━━ Task inputs ━━
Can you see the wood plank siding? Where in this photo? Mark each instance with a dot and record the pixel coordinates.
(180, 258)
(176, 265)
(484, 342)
━━━
━━ Task inputs ━━
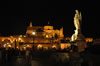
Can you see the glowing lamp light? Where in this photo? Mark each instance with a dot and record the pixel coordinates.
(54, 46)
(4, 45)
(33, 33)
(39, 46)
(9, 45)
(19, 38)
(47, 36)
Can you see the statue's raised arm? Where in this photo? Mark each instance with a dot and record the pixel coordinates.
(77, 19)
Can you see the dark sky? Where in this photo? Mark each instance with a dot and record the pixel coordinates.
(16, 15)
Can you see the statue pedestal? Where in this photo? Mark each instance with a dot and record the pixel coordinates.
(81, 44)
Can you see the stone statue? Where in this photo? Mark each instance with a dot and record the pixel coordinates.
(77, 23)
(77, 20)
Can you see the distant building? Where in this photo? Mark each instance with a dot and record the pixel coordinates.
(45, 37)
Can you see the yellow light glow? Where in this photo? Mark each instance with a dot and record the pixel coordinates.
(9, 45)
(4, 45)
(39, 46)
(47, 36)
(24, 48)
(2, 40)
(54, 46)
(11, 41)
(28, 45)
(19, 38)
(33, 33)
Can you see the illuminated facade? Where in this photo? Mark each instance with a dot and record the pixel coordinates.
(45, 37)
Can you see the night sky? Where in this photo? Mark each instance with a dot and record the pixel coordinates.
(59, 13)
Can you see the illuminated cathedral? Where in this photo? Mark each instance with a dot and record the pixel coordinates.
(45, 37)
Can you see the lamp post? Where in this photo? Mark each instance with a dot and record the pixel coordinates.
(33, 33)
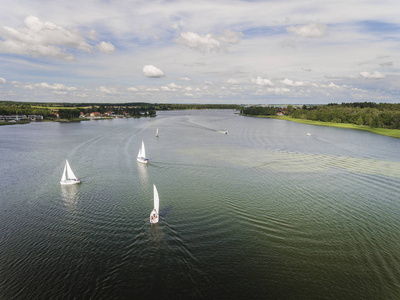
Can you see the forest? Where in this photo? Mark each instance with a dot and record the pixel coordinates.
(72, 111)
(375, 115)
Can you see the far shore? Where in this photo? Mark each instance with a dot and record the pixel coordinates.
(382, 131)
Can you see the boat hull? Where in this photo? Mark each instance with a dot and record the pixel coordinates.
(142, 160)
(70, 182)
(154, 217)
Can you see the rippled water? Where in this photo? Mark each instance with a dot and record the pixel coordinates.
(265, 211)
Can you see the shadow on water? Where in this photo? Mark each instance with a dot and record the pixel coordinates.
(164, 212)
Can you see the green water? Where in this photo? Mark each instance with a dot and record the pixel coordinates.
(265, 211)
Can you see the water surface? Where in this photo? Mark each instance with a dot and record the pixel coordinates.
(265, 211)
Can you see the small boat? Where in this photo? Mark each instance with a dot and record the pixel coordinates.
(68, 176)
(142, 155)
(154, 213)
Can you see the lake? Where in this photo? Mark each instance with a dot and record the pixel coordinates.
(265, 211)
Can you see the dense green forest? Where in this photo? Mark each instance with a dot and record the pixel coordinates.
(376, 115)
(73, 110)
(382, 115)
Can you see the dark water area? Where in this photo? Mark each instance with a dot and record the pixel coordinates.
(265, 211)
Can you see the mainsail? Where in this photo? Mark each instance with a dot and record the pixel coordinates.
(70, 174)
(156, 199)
━━━
Copy out each line of the entries above that contains the word "dark". Case counts.

Can you see the dark sky? Where in this photo? Mark each instance with a dot and record the pixel coordinates.
Can you see the dark water area? Where in this photo? Mark each instance with a dot and record the pixel coordinates.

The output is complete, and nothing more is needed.